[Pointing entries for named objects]

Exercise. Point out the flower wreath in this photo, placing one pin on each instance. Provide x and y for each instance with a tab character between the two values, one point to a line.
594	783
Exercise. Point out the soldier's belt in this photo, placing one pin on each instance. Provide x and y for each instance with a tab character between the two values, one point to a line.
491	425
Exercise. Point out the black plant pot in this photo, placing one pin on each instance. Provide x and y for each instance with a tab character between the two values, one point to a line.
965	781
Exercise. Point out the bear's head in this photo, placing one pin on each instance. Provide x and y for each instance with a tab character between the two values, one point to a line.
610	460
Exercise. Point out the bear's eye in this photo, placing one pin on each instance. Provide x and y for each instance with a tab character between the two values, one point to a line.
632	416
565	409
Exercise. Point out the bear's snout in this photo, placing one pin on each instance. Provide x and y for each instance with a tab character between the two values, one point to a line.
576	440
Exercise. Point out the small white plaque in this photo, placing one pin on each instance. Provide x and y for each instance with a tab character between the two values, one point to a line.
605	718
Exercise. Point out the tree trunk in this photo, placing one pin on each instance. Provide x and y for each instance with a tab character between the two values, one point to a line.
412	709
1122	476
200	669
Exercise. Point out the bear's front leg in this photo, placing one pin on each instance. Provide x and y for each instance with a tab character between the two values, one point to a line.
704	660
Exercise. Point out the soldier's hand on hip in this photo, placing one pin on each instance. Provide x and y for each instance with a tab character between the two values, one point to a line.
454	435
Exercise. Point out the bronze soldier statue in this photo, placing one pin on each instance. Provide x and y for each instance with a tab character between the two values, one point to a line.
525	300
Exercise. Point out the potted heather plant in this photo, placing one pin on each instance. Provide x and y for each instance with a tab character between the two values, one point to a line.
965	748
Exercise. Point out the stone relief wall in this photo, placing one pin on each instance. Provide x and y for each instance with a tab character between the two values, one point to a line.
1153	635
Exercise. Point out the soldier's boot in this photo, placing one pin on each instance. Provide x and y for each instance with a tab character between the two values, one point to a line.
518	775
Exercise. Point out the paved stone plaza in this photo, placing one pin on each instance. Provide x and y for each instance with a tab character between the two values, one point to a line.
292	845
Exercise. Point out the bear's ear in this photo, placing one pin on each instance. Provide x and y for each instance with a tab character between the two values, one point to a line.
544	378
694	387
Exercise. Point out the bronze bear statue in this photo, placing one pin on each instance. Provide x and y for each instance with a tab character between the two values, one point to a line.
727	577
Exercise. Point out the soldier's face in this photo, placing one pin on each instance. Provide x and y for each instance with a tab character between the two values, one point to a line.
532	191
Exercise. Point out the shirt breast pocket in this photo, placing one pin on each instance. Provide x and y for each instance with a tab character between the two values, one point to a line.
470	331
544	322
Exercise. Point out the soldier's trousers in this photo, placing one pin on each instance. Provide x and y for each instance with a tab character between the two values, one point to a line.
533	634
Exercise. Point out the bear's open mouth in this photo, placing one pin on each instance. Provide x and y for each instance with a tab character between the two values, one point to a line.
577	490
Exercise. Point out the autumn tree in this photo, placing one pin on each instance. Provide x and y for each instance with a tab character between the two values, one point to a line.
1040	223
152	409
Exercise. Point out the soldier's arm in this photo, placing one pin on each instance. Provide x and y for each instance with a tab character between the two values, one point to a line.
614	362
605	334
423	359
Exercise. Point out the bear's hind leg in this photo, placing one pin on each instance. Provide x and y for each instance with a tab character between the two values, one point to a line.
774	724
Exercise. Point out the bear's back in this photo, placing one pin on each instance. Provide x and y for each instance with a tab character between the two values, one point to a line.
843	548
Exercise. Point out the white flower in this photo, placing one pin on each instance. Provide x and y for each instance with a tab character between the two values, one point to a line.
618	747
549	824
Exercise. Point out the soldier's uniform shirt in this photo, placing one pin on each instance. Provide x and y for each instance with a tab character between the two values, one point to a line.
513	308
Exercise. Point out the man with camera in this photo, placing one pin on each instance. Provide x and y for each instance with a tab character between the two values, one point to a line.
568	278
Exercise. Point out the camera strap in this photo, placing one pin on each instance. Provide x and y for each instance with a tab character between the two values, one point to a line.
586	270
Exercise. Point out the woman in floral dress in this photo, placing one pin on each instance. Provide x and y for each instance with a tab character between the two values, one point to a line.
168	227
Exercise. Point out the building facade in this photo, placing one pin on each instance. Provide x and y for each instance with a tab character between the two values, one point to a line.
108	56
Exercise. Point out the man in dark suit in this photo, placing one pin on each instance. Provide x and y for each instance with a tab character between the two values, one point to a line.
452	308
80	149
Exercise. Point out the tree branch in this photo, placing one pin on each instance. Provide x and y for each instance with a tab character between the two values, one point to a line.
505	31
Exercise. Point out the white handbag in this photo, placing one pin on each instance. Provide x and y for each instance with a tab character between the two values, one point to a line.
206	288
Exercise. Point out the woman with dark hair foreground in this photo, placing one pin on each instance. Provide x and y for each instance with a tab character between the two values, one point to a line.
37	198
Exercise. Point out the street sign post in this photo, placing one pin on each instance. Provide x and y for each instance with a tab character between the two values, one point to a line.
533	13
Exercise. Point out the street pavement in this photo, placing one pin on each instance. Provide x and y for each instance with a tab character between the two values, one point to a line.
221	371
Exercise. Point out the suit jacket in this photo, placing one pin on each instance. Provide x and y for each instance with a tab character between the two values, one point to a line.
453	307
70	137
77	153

Given instruction:
Render everything from the line containing "Exercise. Point out the woman with" down to the end of the records, that line included, as a Markdown table with the columns Row and Record line. Give each line its own numbered row and leave out blank lines.

Result:
| Row | Record line |
|---|---|
| 1 | Exercise. Point out the woman with dark hair foreground in this photo, placing one pin on each instance. Provide x and y for each instance with a tab character between the two values, one point to a line. |
| 2 | 37	198 |
| 3 | Exercise. Point out the street sign post in this photo, placing one pin on each instance. Provide x and y for each instance with a tab character between the two values, one point to a line. |
| 4 | 533	13 |
| 5 | Exercise. Point out the street pavement in this photo, placing one pin on each instance. Provide x and y for each instance with a tab character between the two values, one point to a line. |
| 6 | 221	371 |
| 7 | Exercise. Point out the suit jacket in this photo, placing one pin on each instance. Provide x and y for each instance with a tab character between the two values, one point to a line. |
| 8 | 453	307 |
| 9 | 70	137 |
| 10 | 77	153 |